(Data drawn from a collection)
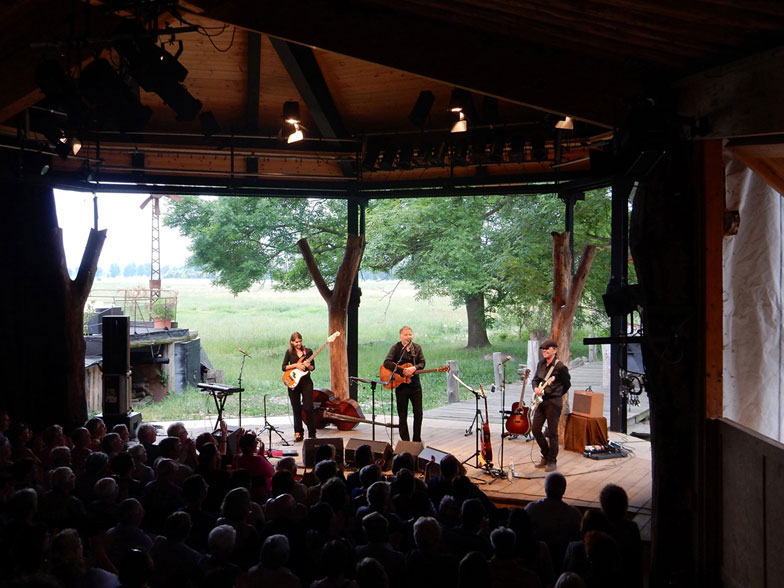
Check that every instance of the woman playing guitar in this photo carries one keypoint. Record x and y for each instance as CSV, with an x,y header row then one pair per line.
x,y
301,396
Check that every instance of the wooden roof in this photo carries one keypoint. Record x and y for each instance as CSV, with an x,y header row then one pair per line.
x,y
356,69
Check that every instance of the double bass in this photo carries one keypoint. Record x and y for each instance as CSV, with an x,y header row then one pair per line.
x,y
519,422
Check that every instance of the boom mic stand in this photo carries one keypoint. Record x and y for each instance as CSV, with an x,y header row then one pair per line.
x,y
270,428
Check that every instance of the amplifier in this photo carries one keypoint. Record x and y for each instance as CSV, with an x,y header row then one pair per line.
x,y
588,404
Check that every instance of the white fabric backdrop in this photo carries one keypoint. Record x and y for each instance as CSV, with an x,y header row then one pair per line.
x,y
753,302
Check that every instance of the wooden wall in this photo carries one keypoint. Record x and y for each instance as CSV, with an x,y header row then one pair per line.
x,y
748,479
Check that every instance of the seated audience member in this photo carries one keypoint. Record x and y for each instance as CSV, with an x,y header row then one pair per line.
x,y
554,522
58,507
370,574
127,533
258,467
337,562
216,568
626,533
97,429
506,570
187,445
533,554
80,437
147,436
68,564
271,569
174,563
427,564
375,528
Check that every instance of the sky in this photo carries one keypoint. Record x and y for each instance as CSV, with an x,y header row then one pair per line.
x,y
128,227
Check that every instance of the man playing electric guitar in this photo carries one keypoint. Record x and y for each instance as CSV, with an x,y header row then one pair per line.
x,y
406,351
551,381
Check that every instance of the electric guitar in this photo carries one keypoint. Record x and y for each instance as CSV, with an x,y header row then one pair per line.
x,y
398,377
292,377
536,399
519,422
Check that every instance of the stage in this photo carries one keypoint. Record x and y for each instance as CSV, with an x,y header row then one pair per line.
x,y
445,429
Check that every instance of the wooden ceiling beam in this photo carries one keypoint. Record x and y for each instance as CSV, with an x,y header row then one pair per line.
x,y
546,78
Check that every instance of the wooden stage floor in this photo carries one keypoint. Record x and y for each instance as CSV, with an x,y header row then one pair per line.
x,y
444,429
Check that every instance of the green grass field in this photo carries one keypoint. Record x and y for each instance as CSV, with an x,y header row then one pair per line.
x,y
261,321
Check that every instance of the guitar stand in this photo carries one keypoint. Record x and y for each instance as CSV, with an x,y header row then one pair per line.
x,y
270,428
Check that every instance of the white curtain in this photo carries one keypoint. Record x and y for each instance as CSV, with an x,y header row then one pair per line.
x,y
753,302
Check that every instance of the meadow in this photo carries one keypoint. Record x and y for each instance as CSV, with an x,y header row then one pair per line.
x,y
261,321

**What to do:**
Set out every line of the records above as a Markdown table with the columns Row and Record line, numbering each row and skipping blank lines. Leave the pictures out.

**Result of the task:**
| Row | Record line |
|---|---|
| 1 | Check that every instance of the woman playing guitar in this photo carries one keypoint. Record x and y for each instance as CSV, with an x,y header row then one pair per line. |
| 2 | x,y |
| 3 | 301,396 |
| 4 | Check that every instance of the wooden roof in this photo carries one keypoint. Record x and y for each instance as CSV, with an x,y header row then one pair per line. |
| 5 | x,y |
| 6 | 356,69 |
| 7 | Check that every instance of the double bass in this photo carries one keypoint. Record x and y for each instance as CSV, with an x,y header row then one pair per line. |
| 8 | x,y |
| 9 | 519,422 |
| 10 | Check that every instance of the boom mic stand in this photo carries one keypoint. Record x and y for each instance as CSV, with an x,y header row then one pair per line. |
| 11 | x,y |
| 12 | 270,428 |
| 13 | Check that every instance of the amplifier in this photo carries one keypoint. Record x and y for each instance as CSV, with an x,y header row then one pair per line. |
| 14 | x,y |
| 15 | 588,404 |
| 16 | Check that every instance of the white fabric backdrop in this photo carries one keypoint. Record x and y for each instance as CSV, with an x,y header row then one pair per line. |
| 17 | x,y |
| 18 | 753,302 |
| 19 | Check that every instance of the wooden wall in this photo carries one keypoint. Record x and y for each instance as CSV, with an x,y header row then one pair per line. |
| 20 | x,y |
| 21 | 748,479 |
| 22 | Check that every instance of the seated audience member in this photo carries one keypoint. Record x and y for each instance as CSV, with an x,y header row then one pair per line. |
| 23 | x,y |
| 24 | 554,522 |
| 25 | 58,507 |
| 26 | 370,574 |
| 27 | 127,533 |
| 28 | 258,467 |
| 29 | 337,562 |
| 30 | 216,568 |
| 31 | 626,533 |
| 32 | 97,429 |
| 33 | 506,570 |
| 34 | 187,445 |
| 35 | 533,554 |
| 36 | 80,437 |
| 37 | 147,436 |
| 38 | 68,564 |
| 39 | 271,569 |
| 40 | 174,563 |
| 41 | 427,564 |
| 42 | 375,528 |
| 43 | Check that every instance of the sky in this photo carries one keypoint. Record x and y for each instance as CSV, with an x,y header row then one pair per line. |
| 44 | x,y |
| 45 | 128,227 |
| 46 | Check that every instance of the man playing electric guitar in this photo carries one keypoint. Record x and y for each instance as CSV, with an x,y header row then one pair per line. |
| 47 | x,y |
| 48 | 406,351 |
| 49 | 551,381 |
| 50 | Check that every instance of the electric guitar in this photo carries one keypoint. Record x and y for each instance as CSV, with an x,y header row then one pair per line. |
| 51 | x,y |
| 52 | 398,377 |
| 53 | 292,377 |
| 54 | 536,399 |
| 55 | 519,422 |
| 56 | Check that every instance of the stage in this photo carries one keypoint. Record x and y for each instance as CSV, with an x,y header row then one pair per line. |
| 57 | x,y |
| 58 | 445,429 |
| 59 | Check that every instance of the wooden ceiling beam in this photo carries one keypoint. Record x and y for each instance as CSV, with an x,y header row then one pair per line. |
| 60 | x,y |
| 61 | 546,78 |
| 62 | Check that every instance of the wooden stage floor in this photo carries one keypoint. Record x and y for each instance as CSV, with an x,y header row then one pair per line. |
| 63 | x,y |
| 64 | 444,429 |
| 65 | Check that every instance of the green grass field in this photo carries one keypoint. Record x and y for each instance as CSV, with an x,y header row then one pair per line. |
| 66 | x,y |
| 67 | 261,321 |
| 68 | Check that every instance of the guitar stand in this photo carries one keypoint. Record x and y for each instance as CSV, with an x,y header row then one pair per line. |
| 69 | x,y |
| 70 | 270,428 |
| 71 | Check that every instance of the white curtain in this photo carries one keypoint. Record x and y for each instance as CSV, with an x,y header row then one pair per line. |
| 72 | x,y |
| 73 | 753,302 |
| 74 | Check that every instance of the meadow in this photo carries one keypoint. Record x and y for each instance as CSV, with an x,y header row then one pair per line. |
| 75 | x,y |
| 76 | 261,321 |